**PROVIDED TEXT**
__________________________________________________

Now that our stream is fully implemented we need to finish off our demo application with a Spring Batch based Spring Cloud Task application. This task will read a file with a list of times (one per line) in the same format as our timely-stream, convert them using the same logic as our timezone-processor and finally write the converted times to a another file.

Now where could we get a list of times… 🤔

Tap that stream

Our timely-stream already emits times in the correct format, so it makes sense to use that stream as a source of times for our task. We can use the tap feature to write the converted times from the timezone-processor to a file using the out-of-the-box File Sink.

__________________________________________________

**WHAT IS ASKED**
A - Extract every line of the rows that contains the word "fried", matching case exactly.
B - Carry on the Spring Cloud Task demo excerpt, starting right after its last sentence.
The excerpt and the rows are unrelated to each other.

**RECORDS SUPPLIED**

__________________________________________________

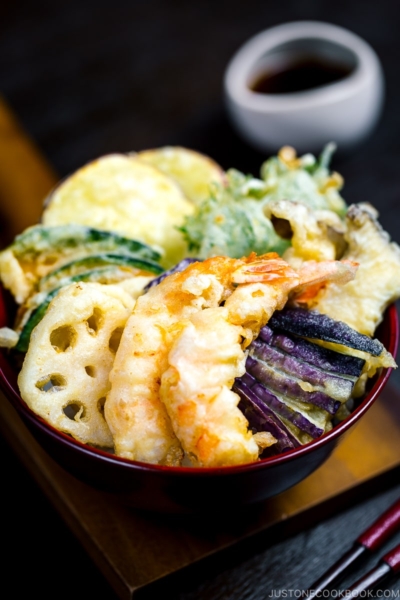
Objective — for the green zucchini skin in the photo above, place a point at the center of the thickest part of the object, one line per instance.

__________________________________________________

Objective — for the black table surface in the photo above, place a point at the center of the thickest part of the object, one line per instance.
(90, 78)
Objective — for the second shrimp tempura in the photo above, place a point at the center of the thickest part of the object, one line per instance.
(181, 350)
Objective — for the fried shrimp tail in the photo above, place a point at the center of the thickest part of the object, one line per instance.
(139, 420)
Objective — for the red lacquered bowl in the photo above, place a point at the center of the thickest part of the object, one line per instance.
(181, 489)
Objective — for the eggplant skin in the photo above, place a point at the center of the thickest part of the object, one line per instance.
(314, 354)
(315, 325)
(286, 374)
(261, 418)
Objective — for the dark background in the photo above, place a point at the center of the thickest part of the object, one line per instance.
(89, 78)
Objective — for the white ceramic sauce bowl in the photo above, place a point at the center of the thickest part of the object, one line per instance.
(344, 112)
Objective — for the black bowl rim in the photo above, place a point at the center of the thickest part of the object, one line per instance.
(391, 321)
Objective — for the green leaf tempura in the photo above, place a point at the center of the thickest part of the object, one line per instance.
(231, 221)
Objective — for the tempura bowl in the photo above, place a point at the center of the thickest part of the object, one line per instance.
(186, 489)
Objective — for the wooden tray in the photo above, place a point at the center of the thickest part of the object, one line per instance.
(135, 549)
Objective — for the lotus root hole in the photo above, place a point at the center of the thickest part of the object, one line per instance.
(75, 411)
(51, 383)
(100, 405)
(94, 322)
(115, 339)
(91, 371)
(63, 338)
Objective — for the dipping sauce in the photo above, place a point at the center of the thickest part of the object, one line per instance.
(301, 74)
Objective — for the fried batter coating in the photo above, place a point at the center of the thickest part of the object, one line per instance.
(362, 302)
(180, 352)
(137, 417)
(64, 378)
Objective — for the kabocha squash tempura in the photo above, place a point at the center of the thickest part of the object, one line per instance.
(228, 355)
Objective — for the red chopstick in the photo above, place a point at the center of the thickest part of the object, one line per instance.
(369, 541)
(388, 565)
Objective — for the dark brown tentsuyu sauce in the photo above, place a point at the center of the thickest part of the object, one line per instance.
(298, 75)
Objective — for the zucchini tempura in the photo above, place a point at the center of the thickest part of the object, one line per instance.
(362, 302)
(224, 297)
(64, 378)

__________________________________________________

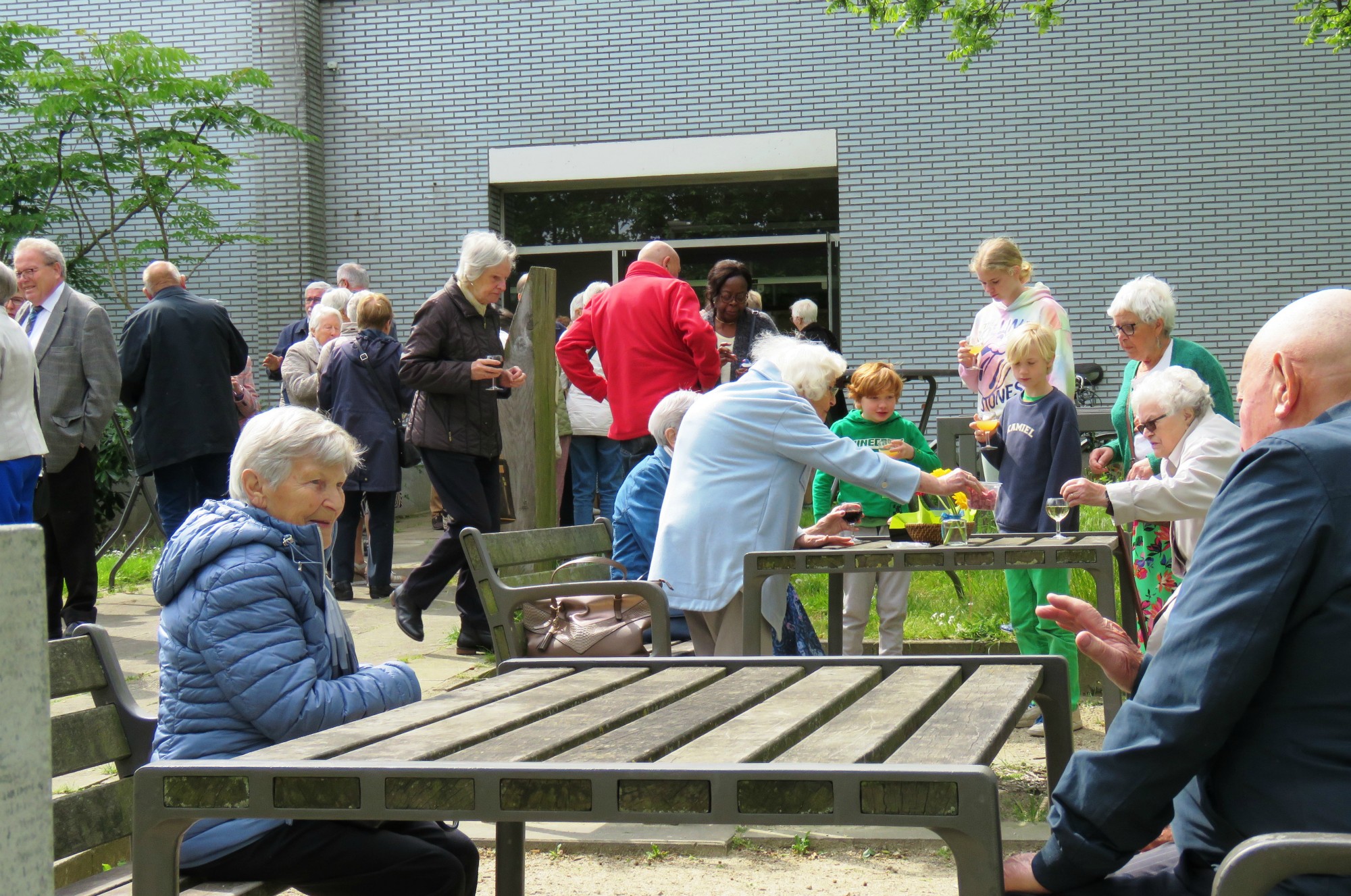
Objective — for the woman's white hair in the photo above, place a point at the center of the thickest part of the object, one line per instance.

__________________________________________________

**TASK RESULTS**
A -
Objective — for the fried shrimp tail in the photo above, place a point at the center of the thickest part of the object, one line per instance.
Objective — for the fried batter coating in the photo above, place a point at the center of the thickest part of the object, one line per instance.

B -
If that sounded complicated, fear not. This has already been implemented in the timely-file-tap branch, so let’s checkout that branch:

$ git checkout timely-file-tap

In our Application Group descriptor (application-group.yml) we can see our new timely-file-tap tap definition:

apps:
  - name: time-source
    type: source
    uri:  time-source-kafka
  - name: timezone-processor
    type: processor
    uri:  timezone-processor-kafka
  - name: log-sink
    type: sink
    uri:  log-sink-kafka
  - name: file-sink
    type: sink
    uri:  file-sink-kafka

stream:
  - name: timely-stream
    dsl: time-source | timezone-processor --timezone=Africa/Johannesburg | log-sink
  - name: timely-file-tap
    dsl: :timely-stream.timezone-processor > file-sink --file.directory=/tmp --file.mode=APPEND --file.name=times

we create a new stream definition with the tap’s name of timely-file-tap and the tap definition :timely-stream.timezone-processor > file-sink .... We send the tapped messages from the timezone-processor of the timely-stream stream, to the file-sink registered app (added in the apps section above as well as a <dependency> in the POM). The application properties added to file-sink tell the app to write all messages to the /tmp/times file and append any messages received to the same file.

Deploy the all the taps!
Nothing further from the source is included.